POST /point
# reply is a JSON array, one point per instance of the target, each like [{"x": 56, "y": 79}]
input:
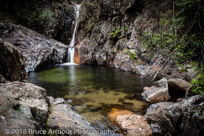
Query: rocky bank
[{"x": 23, "y": 50}]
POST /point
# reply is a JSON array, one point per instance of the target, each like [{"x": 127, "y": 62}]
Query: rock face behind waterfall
[{"x": 33, "y": 48}]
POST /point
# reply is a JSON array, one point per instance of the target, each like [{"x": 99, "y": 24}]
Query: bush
[
  {"x": 198, "y": 83},
  {"x": 132, "y": 55},
  {"x": 115, "y": 33}
]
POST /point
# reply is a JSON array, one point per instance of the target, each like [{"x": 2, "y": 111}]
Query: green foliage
[
  {"x": 182, "y": 35},
  {"x": 115, "y": 33},
  {"x": 90, "y": 26},
  {"x": 126, "y": 28},
  {"x": 132, "y": 55},
  {"x": 198, "y": 83},
  {"x": 192, "y": 14}
]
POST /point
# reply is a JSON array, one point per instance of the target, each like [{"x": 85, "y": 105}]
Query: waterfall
[{"x": 71, "y": 49}]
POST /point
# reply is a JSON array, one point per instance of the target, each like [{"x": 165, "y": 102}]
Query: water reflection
[{"x": 93, "y": 90}]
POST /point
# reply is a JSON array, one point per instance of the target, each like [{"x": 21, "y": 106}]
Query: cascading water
[{"x": 71, "y": 46}]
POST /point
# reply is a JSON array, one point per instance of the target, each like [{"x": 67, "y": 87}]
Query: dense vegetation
[{"x": 181, "y": 37}]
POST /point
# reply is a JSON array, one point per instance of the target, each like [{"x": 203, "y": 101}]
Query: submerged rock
[
  {"x": 179, "y": 84},
  {"x": 35, "y": 49},
  {"x": 157, "y": 94},
  {"x": 112, "y": 115},
  {"x": 63, "y": 117},
  {"x": 157, "y": 107},
  {"x": 134, "y": 125}
]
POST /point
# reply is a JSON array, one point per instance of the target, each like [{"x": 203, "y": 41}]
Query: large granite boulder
[
  {"x": 36, "y": 50},
  {"x": 30, "y": 98},
  {"x": 157, "y": 94},
  {"x": 179, "y": 84},
  {"x": 12, "y": 65},
  {"x": 182, "y": 118},
  {"x": 12, "y": 120}
]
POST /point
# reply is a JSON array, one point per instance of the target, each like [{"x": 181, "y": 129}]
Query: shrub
[
  {"x": 198, "y": 83},
  {"x": 132, "y": 55},
  {"x": 115, "y": 33}
]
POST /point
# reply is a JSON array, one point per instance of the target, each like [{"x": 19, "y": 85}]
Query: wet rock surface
[
  {"x": 157, "y": 94},
  {"x": 29, "y": 96},
  {"x": 134, "y": 125},
  {"x": 179, "y": 84},
  {"x": 11, "y": 118},
  {"x": 182, "y": 118},
  {"x": 36, "y": 49},
  {"x": 63, "y": 117},
  {"x": 12, "y": 64},
  {"x": 23, "y": 106}
]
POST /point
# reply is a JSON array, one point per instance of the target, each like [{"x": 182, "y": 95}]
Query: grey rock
[
  {"x": 36, "y": 50},
  {"x": 134, "y": 125},
  {"x": 63, "y": 117},
  {"x": 179, "y": 84},
  {"x": 157, "y": 107},
  {"x": 179, "y": 118},
  {"x": 28, "y": 95}
]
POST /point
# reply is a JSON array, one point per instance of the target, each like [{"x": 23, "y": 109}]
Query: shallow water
[{"x": 94, "y": 90}]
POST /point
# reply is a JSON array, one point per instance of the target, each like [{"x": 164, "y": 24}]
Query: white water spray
[{"x": 71, "y": 46}]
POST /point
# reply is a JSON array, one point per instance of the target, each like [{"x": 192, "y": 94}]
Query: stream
[{"x": 94, "y": 90}]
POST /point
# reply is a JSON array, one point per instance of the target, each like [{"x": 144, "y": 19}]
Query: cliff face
[
  {"x": 23, "y": 50},
  {"x": 110, "y": 33},
  {"x": 52, "y": 18}
]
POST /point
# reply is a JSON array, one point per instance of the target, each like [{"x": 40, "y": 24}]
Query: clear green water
[{"x": 94, "y": 90}]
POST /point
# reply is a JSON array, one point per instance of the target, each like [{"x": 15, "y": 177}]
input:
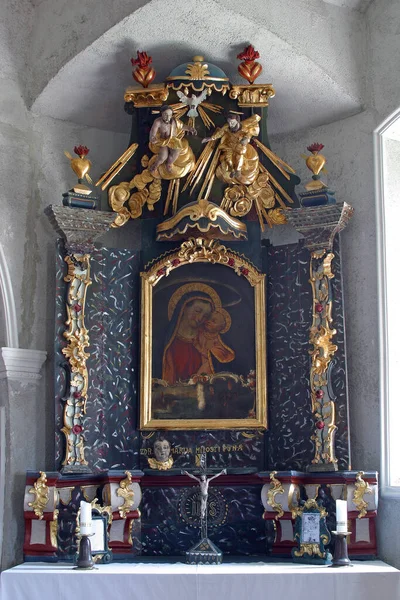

• [AIM]: Return every line of the data above that contains the string "waterfall", matching case exactly.

• [ANSWER]:
Query: rock face behind waterfall
Query: waterfall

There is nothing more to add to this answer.